* _Exercise prompt_:
Report every line of the data below that contains the string "neighbouring".

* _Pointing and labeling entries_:

···

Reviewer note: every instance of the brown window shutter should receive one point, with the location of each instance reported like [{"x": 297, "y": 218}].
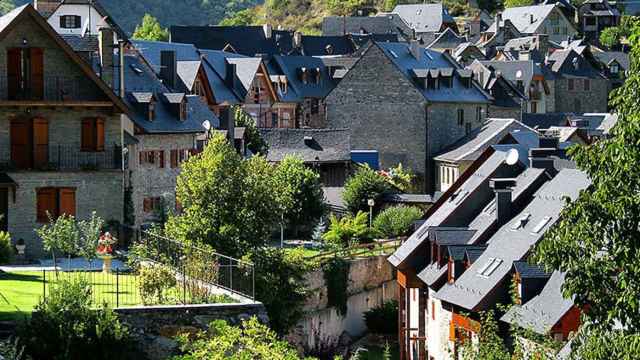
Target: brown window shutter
[
  {"x": 88, "y": 137},
  {"x": 46, "y": 203},
  {"x": 40, "y": 142},
  {"x": 99, "y": 129},
  {"x": 13, "y": 72},
  {"x": 174, "y": 159},
  {"x": 37, "y": 73},
  {"x": 161, "y": 159},
  {"x": 68, "y": 201}
]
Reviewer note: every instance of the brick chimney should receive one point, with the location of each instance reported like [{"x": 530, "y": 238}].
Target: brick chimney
[
  {"x": 46, "y": 7},
  {"x": 105, "y": 44}
]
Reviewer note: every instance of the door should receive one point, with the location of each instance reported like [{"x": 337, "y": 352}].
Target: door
[
  {"x": 4, "y": 209},
  {"x": 21, "y": 144}
]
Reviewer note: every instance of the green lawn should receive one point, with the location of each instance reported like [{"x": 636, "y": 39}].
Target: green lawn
[{"x": 21, "y": 291}]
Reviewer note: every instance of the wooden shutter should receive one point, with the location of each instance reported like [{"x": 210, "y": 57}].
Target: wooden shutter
[
  {"x": 174, "y": 159},
  {"x": 68, "y": 201},
  {"x": 46, "y": 203},
  {"x": 14, "y": 72},
  {"x": 37, "y": 73},
  {"x": 99, "y": 132},
  {"x": 21, "y": 144},
  {"x": 40, "y": 142},
  {"x": 87, "y": 142}
]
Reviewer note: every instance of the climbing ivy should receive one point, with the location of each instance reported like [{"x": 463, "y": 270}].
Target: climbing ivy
[{"x": 336, "y": 276}]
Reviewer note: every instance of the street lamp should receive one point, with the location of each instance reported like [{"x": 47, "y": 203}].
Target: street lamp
[{"x": 371, "y": 203}]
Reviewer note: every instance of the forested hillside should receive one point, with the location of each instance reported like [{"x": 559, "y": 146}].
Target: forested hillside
[{"x": 128, "y": 13}]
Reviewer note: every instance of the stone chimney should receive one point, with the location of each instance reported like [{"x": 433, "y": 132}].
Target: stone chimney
[
  {"x": 46, "y": 7},
  {"x": 169, "y": 68},
  {"x": 106, "y": 45},
  {"x": 504, "y": 191}
]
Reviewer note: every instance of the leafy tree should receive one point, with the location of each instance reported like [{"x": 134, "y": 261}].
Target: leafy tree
[
  {"x": 251, "y": 340},
  {"x": 517, "y": 3},
  {"x": 300, "y": 192},
  {"x": 228, "y": 203},
  {"x": 365, "y": 184},
  {"x": 150, "y": 29},
  {"x": 596, "y": 239},
  {"x": 255, "y": 142}
]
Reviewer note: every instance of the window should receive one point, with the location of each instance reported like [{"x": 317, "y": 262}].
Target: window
[
  {"x": 70, "y": 22},
  {"x": 460, "y": 117},
  {"x": 55, "y": 202},
  {"x": 92, "y": 137}
]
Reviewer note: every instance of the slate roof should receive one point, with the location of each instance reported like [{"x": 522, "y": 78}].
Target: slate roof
[
  {"x": 313, "y": 145},
  {"x": 405, "y": 62},
  {"x": 492, "y": 132},
  {"x": 424, "y": 17},
  {"x": 508, "y": 245},
  {"x": 544, "y": 311},
  {"x": 142, "y": 83},
  {"x": 245, "y": 40}
]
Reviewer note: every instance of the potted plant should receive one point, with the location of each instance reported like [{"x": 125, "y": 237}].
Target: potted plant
[
  {"x": 105, "y": 250},
  {"x": 20, "y": 246}
]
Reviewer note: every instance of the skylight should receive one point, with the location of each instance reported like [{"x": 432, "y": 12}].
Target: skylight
[
  {"x": 490, "y": 267},
  {"x": 541, "y": 224}
]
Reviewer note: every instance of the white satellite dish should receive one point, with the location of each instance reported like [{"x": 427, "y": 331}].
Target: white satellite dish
[{"x": 512, "y": 157}]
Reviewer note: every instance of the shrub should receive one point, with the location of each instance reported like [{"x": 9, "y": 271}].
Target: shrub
[
  {"x": 154, "y": 283},
  {"x": 365, "y": 184},
  {"x": 383, "y": 319},
  {"x": 397, "y": 221},
  {"x": 64, "y": 326},
  {"x": 6, "y": 249}
]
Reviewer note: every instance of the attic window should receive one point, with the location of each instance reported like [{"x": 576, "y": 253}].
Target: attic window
[
  {"x": 541, "y": 224},
  {"x": 521, "y": 222},
  {"x": 490, "y": 267}
]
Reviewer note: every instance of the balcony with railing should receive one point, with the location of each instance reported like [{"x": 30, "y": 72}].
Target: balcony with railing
[
  {"x": 49, "y": 89},
  {"x": 60, "y": 158}
]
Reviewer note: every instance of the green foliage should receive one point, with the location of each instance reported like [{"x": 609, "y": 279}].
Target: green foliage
[
  {"x": 517, "y": 3},
  {"x": 64, "y": 326},
  {"x": 383, "y": 319},
  {"x": 228, "y": 203},
  {"x": 251, "y": 340},
  {"x": 348, "y": 230},
  {"x": 280, "y": 285},
  {"x": 150, "y": 29},
  {"x": 300, "y": 192},
  {"x": 154, "y": 282},
  {"x": 255, "y": 143},
  {"x": 336, "y": 276},
  {"x": 6, "y": 249},
  {"x": 397, "y": 221},
  {"x": 597, "y": 234},
  {"x": 365, "y": 184}
]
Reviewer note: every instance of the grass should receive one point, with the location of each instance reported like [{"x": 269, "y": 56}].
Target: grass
[{"x": 21, "y": 291}]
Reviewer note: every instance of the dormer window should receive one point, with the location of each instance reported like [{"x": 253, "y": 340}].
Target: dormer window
[{"x": 70, "y": 22}]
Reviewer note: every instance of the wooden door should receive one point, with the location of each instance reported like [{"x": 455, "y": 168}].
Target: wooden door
[
  {"x": 21, "y": 144},
  {"x": 4, "y": 209},
  {"x": 40, "y": 142}
]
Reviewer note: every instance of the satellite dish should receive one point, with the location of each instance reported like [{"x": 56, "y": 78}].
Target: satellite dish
[{"x": 512, "y": 157}]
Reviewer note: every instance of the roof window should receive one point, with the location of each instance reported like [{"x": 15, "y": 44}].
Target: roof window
[
  {"x": 490, "y": 267},
  {"x": 541, "y": 224}
]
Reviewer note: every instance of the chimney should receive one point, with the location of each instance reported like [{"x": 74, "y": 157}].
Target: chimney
[
  {"x": 268, "y": 31},
  {"x": 169, "y": 68},
  {"x": 415, "y": 49},
  {"x": 46, "y": 7},
  {"x": 504, "y": 190},
  {"x": 105, "y": 44}
]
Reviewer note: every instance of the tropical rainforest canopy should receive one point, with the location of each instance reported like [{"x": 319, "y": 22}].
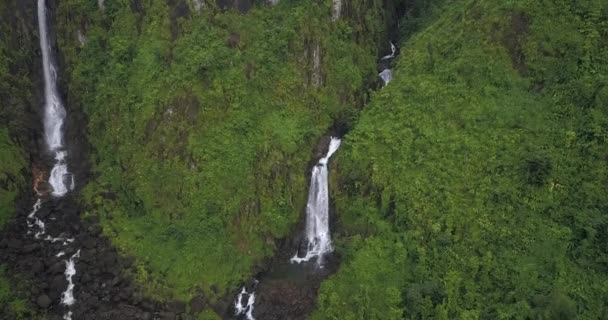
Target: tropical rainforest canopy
[{"x": 472, "y": 186}]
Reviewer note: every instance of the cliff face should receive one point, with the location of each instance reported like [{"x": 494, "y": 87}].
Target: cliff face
[
  {"x": 19, "y": 135},
  {"x": 18, "y": 113},
  {"x": 470, "y": 186},
  {"x": 202, "y": 124}
]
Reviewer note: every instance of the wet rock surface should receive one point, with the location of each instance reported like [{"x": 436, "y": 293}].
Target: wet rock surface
[{"x": 103, "y": 288}]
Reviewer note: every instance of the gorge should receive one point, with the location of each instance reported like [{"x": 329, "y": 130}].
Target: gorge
[{"x": 270, "y": 160}]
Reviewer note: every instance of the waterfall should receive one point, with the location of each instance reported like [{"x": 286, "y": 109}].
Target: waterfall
[
  {"x": 54, "y": 117},
  {"x": 244, "y": 309},
  {"x": 336, "y": 9},
  {"x": 317, "y": 210},
  {"x": 54, "y": 112},
  {"x": 386, "y": 75},
  {"x": 67, "y": 297}
]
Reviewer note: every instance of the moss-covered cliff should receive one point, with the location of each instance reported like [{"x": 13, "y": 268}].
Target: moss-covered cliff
[
  {"x": 17, "y": 120},
  {"x": 473, "y": 185},
  {"x": 203, "y": 123}
]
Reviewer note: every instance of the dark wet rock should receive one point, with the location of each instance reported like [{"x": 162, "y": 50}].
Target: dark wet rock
[
  {"x": 58, "y": 267},
  {"x": 37, "y": 267},
  {"x": 14, "y": 244},
  {"x": 59, "y": 284},
  {"x": 43, "y": 301},
  {"x": 89, "y": 243},
  {"x": 167, "y": 315},
  {"x": 176, "y": 306}
]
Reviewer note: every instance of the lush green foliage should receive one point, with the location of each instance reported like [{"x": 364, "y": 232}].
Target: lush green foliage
[
  {"x": 11, "y": 179},
  {"x": 12, "y": 159},
  {"x": 474, "y": 185},
  {"x": 202, "y": 126},
  {"x": 10, "y": 302}
]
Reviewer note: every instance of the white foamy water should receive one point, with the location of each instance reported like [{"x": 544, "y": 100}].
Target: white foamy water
[
  {"x": 54, "y": 112},
  {"x": 318, "y": 236},
  {"x": 336, "y": 9},
  {"x": 245, "y": 309},
  {"x": 67, "y": 297},
  {"x": 386, "y": 75}
]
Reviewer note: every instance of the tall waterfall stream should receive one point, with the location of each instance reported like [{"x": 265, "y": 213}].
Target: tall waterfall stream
[
  {"x": 60, "y": 179},
  {"x": 317, "y": 239}
]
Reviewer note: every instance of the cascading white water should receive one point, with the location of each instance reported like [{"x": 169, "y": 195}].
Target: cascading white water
[
  {"x": 386, "y": 75},
  {"x": 54, "y": 112},
  {"x": 393, "y": 52},
  {"x": 317, "y": 210},
  {"x": 54, "y": 117},
  {"x": 245, "y": 311},
  {"x": 336, "y": 9}
]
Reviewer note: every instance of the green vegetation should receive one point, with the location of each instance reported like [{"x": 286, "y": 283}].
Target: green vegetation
[
  {"x": 474, "y": 185},
  {"x": 203, "y": 125},
  {"x": 10, "y": 304},
  {"x": 12, "y": 159},
  {"x": 11, "y": 179}
]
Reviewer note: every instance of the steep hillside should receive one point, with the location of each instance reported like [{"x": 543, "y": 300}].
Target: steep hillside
[
  {"x": 203, "y": 123},
  {"x": 474, "y": 185}
]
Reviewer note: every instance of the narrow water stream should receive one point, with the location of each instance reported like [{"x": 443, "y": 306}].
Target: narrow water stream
[
  {"x": 60, "y": 179},
  {"x": 318, "y": 236},
  {"x": 299, "y": 277}
]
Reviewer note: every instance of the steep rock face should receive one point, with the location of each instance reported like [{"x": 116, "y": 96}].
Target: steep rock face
[
  {"x": 202, "y": 126},
  {"x": 472, "y": 186}
]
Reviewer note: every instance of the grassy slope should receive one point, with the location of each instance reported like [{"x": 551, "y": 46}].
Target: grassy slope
[
  {"x": 473, "y": 186},
  {"x": 202, "y": 137}
]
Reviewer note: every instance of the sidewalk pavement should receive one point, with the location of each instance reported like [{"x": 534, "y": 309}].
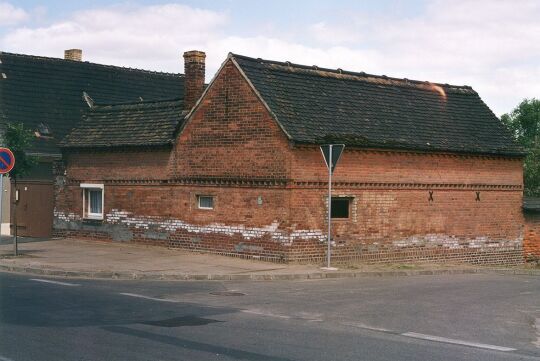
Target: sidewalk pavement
[{"x": 93, "y": 259}]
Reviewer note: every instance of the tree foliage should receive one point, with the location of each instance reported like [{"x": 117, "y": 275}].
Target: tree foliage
[
  {"x": 18, "y": 139},
  {"x": 524, "y": 122}
]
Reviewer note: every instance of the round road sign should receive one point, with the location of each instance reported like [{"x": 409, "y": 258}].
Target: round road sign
[{"x": 7, "y": 160}]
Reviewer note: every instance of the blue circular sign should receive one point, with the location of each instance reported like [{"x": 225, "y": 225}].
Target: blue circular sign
[{"x": 7, "y": 160}]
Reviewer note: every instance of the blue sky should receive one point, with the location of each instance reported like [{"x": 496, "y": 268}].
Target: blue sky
[{"x": 491, "y": 45}]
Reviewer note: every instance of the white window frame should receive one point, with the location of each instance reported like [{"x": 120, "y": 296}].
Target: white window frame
[
  {"x": 86, "y": 204},
  {"x": 199, "y": 196}
]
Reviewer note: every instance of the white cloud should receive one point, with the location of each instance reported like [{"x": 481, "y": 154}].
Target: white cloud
[
  {"x": 492, "y": 45},
  {"x": 148, "y": 37},
  {"x": 10, "y": 15}
]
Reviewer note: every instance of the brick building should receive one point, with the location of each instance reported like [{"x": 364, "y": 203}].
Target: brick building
[
  {"x": 48, "y": 96},
  {"x": 531, "y": 239},
  {"x": 428, "y": 173}
]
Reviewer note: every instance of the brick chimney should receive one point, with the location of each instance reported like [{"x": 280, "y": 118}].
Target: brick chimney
[
  {"x": 73, "y": 54},
  {"x": 194, "y": 77}
]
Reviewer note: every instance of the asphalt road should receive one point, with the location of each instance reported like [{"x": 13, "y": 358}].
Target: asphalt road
[{"x": 460, "y": 317}]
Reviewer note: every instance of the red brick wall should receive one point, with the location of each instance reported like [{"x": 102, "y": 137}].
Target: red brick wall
[
  {"x": 232, "y": 149},
  {"x": 141, "y": 164},
  {"x": 531, "y": 240},
  {"x": 231, "y": 135}
]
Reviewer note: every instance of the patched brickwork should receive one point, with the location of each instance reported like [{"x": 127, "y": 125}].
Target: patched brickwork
[{"x": 270, "y": 196}]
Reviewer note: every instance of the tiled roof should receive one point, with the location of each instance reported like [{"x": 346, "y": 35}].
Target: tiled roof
[
  {"x": 531, "y": 204},
  {"x": 315, "y": 105},
  {"x": 137, "y": 124},
  {"x": 36, "y": 90}
]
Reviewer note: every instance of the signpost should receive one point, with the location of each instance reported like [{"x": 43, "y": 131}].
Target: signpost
[
  {"x": 331, "y": 154},
  {"x": 7, "y": 162}
]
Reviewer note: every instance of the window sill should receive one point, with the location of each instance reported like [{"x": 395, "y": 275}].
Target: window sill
[{"x": 93, "y": 221}]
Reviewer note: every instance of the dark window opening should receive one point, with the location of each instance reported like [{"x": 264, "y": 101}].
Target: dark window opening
[
  {"x": 206, "y": 202},
  {"x": 341, "y": 207}
]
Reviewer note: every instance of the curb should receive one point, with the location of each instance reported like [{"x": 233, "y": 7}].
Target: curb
[{"x": 107, "y": 275}]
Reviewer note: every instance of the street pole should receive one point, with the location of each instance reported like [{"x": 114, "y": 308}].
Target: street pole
[
  {"x": 1, "y": 200},
  {"x": 329, "y": 203}
]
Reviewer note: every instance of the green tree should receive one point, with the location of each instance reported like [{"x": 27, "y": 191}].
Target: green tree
[
  {"x": 18, "y": 139},
  {"x": 524, "y": 122}
]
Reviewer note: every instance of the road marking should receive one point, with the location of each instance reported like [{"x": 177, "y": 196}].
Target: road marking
[
  {"x": 265, "y": 313},
  {"x": 366, "y": 327},
  {"x": 147, "y": 297},
  {"x": 457, "y": 342},
  {"x": 54, "y": 282}
]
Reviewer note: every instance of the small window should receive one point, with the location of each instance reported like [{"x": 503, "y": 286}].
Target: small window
[
  {"x": 205, "y": 202},
  {"x": 340, "y": 208},
  {"x": 92, "y": 201}
]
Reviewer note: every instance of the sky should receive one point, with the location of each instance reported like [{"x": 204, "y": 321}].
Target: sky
[{"x": 491, "y": 45}]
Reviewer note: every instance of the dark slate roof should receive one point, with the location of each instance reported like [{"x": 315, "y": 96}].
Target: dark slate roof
[
  {"x": 123, "y": 125},
  {"x": 44, "y": 90},
  {"x": 315, "y": 105},
  {"x": 531, "y": 204}
]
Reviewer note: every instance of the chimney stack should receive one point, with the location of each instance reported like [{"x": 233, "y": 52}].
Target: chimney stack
[
  {"x": 194, "y": 67},
  {"x": 73, "y": 54}
]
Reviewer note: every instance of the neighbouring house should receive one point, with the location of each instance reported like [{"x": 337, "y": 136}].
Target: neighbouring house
[
  {"x": 429, "y": 173},
  {"x": 531, "y": 239},
  {"x": 48, "y": 95}
]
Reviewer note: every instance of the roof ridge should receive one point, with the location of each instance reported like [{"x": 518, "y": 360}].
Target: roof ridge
[
  {"x": 340, "y": 72},
  {"x": 50, "y": 58},
  {"x": 140, "y": 102}
]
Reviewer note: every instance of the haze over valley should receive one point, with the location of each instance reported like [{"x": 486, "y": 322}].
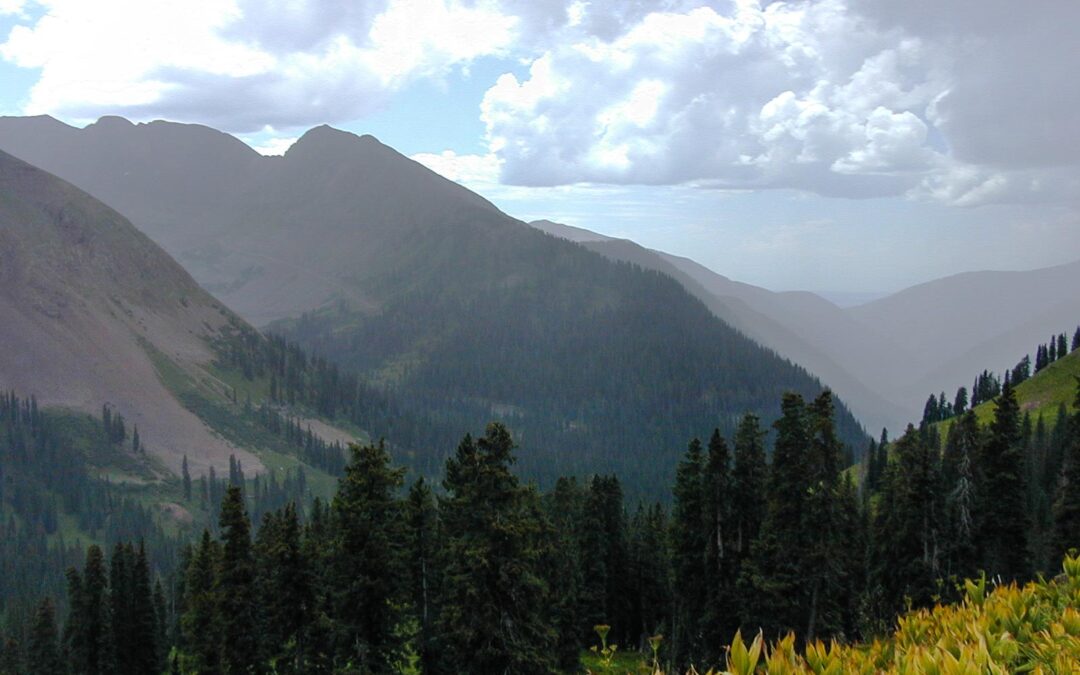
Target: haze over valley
[{"x": 477, "y": 336}]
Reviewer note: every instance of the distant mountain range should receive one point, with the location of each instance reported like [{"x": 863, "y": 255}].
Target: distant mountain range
[
  {"x": 886, "y": 356},
  {"x": 91, "y": 309},
  {"x": 431, "y": 292}
]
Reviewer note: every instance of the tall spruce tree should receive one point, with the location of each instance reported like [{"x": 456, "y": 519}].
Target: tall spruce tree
[
  {"x": 961, "y": 483},
  {"x": 235, "y": 585},
  {"x": 200, "y": 623},
  {"x": 748, "y": 476},
  {"x": 367, "y": 558},
  {"x": 720, "y": 617},
  {"x": 604, "y": 556},
  {"x": 1004, "y": 526},
  {"x": 907, "y": 528},
  {"x": 773, "y": 574},
  {"x": 564, "y": 574},
  {"x": 88, "y": 633},
  {"x": 493, "y": 615},
  {"x": 421, "y": 527},
  {"x": 826, "y": 559},
  {"x": 284, "y": 589}
]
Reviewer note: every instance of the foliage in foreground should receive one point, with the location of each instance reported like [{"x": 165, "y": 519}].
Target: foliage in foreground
[{"x": 1034, "y": 629}]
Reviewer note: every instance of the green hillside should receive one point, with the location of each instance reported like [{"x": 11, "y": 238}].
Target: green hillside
[{"x": 1041, "y": 394}]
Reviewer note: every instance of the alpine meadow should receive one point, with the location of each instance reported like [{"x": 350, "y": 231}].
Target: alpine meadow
[{"x": 485, "y": 337}]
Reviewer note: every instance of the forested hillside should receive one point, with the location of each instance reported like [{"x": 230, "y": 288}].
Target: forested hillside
[{"x": 429, "y": 293}]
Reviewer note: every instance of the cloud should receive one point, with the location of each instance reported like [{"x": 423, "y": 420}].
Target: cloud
[
  {"x": 753, "y": 97},
  {"x": 239, "y": 64}
]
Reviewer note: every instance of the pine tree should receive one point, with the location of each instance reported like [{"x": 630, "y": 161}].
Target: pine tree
[
  {"x": 235, "y": 585},
  {"x": 688, "y": 552},
  {"x": 720, "y": 617},
  {"x": 908, "y": 525},
  {"x": 11, "y": 657},
  {"x": 201, "y": 621},
  {"x": 493, "y": 615},
  {"x": 773, "y": 574},
  {"x": 604, "y": 553},
  {"x": 283, "y": 585},
  {"x": 961, "y": 487},
  {"x": 368, "y": 568},
  {"x": 1004, "y": 526},
  {"x": 825, "y": 575},
  {"x": 121, "y": 603},
  {"x": 564, "y": 576},
  {"x": 960, "y": 403},
  {"x": 187, "y": 480},
  {"x": 44, "y": 656},
  {"x": 143, "y": 652},
  {"x": 88, "y": 629},
  {"x": 1067, "y": 502}
]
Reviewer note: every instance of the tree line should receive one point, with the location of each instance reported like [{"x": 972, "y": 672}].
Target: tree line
[
  {"x": 987, "y": 385},
  {"x": 486, "y": 574}
]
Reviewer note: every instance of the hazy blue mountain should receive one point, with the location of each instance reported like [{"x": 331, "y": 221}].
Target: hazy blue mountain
[
  {"x": 90, "y": 308},
  {"x": 431, "y": 292},
  {"x": 887, "y": 355}
]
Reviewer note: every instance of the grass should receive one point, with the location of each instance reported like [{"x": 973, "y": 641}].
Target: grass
[
  {"x": 205, "y": 400},
  {"x": 1042, "y": 393}
]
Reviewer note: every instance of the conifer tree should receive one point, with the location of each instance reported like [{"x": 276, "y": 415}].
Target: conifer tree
[
  {"x": 826, "y": 557},
  {"x": 368, "y": 569},
  {"x": 773, "y": 574},
  {"x": 688, "y": 553},
  {"x": 908, "y": 526},
  {"x": 11, "y": 657},
  {"x": 120, "y": 604},
  {"x": 43, "y": 655},
  {"x": 650, "y": 572},
  {"x": 1004, "y": 527},
  {"x": 88, "y": 629},
  {"x": 960, "y": 403},
  {"x": 1067, "y": 502},
  {"x": 201, "y": 620},
  {"x": 186, "y": 476},
  {"x": 235, "y": 585},
  {"x": 961, "y": 487},
  {"x": 604, "y": 554},
  {"x": 421, "y": 527},
  {"x": 283, "y": 585},
  {"x": 720, "y": 617},
  {"x": 494, "y": 603}
]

···

* _Reply_:
Reviewer note: every instance of the neighbouring house should receive one point, with the location of each instance reported like [{"x": 337, "y": 136}].
Target: neighbouring house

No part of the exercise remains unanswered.